* **DOCUMENT PASSAGE**
Don Dodge has a great post on the software as a service (Saas) business model. Here is his list of things a potential SaaS provider must focus on:
- Cashflow - VCs must be patient and willing to fund you to break even.
- Sales compensation - Look at metrics, total compensation, and cash flow.
- Engineering - Have an open architecture that supports end user customization
- Hosting - Partner with a solid, well funded, hosting company
- Legal contracts - Automatic renewals, termination clauses, SLA (Service Level Agreements), privacy issues, data loss, data export, and a variety of other issues must be addressed in your subscription license.
With traditional enterprise software, consultants configure the system, tailoring it to the customer’s requirements. In far too many cases, some sort of project problem results — delays, cost-overruns, lost ROI opportunities, and all the other evils that this blog describes.

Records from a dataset

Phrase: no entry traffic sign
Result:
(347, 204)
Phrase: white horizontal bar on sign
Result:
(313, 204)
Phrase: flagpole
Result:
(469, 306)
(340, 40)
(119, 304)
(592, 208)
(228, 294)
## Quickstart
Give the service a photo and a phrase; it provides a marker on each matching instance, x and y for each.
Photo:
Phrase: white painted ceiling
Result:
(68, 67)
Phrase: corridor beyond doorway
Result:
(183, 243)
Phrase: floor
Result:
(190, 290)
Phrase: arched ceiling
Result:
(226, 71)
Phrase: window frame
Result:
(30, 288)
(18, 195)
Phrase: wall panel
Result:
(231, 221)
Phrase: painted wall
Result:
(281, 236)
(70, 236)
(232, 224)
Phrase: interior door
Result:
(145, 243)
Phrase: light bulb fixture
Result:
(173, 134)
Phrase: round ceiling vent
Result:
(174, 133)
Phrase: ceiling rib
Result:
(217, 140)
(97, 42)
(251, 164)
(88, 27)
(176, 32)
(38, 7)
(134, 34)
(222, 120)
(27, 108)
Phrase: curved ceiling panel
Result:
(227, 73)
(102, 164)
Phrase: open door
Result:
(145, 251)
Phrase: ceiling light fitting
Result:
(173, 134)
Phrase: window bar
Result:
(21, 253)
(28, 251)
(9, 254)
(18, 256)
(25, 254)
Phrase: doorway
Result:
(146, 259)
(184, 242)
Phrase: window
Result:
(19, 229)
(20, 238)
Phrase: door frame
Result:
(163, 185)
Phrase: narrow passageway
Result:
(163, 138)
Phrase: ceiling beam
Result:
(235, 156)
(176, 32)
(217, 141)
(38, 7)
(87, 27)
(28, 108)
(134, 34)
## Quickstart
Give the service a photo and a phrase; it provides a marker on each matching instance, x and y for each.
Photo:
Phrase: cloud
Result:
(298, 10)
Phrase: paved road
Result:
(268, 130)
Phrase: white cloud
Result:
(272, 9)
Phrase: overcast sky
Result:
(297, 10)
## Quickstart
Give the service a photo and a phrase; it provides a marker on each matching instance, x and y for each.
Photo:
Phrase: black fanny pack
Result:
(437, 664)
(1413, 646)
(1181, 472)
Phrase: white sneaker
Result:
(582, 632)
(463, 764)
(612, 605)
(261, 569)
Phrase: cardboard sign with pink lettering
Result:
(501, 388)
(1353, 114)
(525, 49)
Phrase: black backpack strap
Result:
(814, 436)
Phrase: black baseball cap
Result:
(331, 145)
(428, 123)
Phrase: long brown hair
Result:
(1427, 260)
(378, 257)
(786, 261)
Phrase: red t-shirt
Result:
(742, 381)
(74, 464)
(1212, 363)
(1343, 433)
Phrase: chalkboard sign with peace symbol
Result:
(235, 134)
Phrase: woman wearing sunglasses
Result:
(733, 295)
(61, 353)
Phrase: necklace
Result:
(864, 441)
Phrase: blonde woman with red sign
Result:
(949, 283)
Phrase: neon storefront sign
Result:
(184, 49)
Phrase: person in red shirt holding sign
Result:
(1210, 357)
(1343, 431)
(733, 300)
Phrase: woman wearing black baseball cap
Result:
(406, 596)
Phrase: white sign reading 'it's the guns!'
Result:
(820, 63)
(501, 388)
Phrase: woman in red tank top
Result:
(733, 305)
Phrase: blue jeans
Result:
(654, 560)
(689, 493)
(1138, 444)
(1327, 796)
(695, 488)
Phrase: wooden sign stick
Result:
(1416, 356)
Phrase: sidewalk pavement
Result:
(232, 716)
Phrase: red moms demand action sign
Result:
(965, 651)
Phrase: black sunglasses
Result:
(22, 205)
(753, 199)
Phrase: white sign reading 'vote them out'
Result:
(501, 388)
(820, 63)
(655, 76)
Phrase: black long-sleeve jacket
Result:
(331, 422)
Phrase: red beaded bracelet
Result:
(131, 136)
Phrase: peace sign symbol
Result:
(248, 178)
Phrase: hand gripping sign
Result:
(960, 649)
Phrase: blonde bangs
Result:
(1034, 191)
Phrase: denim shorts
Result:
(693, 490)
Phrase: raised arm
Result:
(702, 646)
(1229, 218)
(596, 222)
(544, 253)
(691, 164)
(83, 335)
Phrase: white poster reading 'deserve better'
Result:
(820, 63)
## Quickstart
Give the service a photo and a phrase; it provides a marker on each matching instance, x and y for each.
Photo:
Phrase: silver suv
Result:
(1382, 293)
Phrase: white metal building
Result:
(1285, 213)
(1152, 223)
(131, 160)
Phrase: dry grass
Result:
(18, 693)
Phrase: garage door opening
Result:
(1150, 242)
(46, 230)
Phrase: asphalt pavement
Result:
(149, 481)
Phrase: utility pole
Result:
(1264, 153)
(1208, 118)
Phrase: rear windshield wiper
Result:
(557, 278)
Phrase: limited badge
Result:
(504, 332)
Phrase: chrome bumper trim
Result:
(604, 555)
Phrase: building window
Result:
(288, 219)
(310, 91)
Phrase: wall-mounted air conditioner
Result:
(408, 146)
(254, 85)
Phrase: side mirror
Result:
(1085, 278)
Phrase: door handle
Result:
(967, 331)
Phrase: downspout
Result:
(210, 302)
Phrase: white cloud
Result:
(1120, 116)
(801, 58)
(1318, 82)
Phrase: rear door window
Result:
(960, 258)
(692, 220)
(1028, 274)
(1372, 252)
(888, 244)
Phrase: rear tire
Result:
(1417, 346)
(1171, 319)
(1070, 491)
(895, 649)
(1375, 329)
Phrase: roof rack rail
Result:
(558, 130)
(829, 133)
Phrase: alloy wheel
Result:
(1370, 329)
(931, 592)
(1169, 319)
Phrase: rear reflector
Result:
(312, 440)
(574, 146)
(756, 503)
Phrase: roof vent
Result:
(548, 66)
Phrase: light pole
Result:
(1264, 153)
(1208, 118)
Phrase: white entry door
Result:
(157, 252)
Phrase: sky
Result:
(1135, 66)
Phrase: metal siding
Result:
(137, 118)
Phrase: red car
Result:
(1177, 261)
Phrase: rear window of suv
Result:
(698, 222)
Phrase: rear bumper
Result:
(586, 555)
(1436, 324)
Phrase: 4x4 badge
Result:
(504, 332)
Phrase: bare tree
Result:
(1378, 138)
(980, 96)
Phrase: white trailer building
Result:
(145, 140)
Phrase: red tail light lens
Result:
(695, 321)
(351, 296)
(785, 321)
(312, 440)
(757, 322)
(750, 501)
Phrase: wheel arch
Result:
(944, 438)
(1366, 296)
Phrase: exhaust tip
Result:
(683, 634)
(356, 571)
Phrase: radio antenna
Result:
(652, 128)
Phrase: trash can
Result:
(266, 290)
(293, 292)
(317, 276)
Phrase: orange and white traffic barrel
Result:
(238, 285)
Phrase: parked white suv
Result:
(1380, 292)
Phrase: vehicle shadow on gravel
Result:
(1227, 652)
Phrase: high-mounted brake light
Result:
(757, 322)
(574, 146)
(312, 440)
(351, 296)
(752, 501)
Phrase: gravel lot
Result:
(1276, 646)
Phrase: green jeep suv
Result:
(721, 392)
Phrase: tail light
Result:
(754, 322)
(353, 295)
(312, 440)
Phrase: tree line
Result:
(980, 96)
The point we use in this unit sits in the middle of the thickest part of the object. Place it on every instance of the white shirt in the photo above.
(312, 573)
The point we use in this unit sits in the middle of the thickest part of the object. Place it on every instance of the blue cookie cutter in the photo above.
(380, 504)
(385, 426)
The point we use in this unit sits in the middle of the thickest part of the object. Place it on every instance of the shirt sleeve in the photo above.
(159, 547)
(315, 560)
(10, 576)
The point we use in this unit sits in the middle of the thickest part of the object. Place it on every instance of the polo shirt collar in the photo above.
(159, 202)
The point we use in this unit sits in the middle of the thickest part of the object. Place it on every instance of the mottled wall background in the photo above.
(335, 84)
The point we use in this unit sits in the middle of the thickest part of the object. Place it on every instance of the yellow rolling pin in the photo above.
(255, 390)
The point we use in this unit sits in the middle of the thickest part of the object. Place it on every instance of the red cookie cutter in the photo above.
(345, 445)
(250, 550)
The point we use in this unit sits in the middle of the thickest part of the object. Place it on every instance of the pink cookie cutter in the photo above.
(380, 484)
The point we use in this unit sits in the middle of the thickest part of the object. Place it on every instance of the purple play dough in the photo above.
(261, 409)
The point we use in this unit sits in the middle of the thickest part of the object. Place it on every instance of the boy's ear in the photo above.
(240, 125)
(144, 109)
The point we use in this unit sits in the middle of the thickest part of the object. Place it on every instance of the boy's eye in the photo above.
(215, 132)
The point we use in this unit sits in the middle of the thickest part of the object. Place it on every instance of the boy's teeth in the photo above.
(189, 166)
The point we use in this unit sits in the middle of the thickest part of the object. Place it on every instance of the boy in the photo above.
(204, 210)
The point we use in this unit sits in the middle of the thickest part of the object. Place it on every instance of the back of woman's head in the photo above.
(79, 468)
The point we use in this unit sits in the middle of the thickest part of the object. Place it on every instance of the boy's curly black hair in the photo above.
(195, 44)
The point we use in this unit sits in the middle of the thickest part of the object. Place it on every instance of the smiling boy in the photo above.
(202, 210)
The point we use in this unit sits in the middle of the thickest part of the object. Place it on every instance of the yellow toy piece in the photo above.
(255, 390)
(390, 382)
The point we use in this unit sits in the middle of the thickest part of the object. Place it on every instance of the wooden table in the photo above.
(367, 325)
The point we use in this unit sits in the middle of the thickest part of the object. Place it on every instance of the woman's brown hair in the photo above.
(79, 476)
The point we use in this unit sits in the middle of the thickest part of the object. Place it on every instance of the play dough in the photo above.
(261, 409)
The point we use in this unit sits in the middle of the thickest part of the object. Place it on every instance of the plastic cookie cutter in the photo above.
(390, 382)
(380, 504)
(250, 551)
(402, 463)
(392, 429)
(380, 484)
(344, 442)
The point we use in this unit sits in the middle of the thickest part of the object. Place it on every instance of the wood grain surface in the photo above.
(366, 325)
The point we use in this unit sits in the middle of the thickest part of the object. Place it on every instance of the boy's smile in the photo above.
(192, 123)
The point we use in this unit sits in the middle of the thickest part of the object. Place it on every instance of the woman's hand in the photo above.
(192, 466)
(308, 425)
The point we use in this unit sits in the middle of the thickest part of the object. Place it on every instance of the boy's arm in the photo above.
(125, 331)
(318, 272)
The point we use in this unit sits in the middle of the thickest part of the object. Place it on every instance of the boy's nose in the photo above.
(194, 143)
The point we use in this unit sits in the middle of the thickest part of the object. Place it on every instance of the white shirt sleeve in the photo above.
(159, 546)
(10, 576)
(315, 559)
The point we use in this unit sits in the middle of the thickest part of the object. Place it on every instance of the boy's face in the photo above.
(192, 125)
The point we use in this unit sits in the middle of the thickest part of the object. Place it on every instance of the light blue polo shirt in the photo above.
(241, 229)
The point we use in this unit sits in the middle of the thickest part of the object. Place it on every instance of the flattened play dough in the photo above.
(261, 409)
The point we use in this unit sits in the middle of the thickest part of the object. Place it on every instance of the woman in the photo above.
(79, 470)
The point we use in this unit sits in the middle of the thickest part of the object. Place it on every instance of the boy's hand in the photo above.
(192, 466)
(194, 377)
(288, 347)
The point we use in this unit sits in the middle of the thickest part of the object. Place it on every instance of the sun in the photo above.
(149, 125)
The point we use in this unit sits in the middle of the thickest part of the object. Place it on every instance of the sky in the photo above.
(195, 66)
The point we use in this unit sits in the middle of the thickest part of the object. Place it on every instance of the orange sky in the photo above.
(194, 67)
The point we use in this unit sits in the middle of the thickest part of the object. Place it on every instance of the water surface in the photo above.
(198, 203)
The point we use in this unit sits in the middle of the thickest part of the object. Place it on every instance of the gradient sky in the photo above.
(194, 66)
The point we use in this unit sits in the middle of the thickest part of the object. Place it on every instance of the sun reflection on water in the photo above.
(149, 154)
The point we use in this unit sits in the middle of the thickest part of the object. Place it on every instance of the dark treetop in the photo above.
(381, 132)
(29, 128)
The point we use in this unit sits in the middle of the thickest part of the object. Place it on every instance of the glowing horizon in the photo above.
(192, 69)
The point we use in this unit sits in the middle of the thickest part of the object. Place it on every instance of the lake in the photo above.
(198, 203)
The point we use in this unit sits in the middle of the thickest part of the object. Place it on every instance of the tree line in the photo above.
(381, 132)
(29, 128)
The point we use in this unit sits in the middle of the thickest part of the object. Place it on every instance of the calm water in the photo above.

* **THINGS TO DO**
1: In the passage on the SaaS business model, what kind of company should a potential SaaS provider partner with for hosting?
2: Edit the SaaS business model passage from "Don Dodge has" up to and including "to break even.", putting "committed" in place of "patient".

* **ANSWERS TO THE TASKS**
1: A solid, well funded hosting company.

2:
Don Dodge has a great post on the software as a service (Saas) business model. Here is his list of things a potential SaaS provider must focus on:
- Cashflow - VCs must be committed and willing to fund you to break even.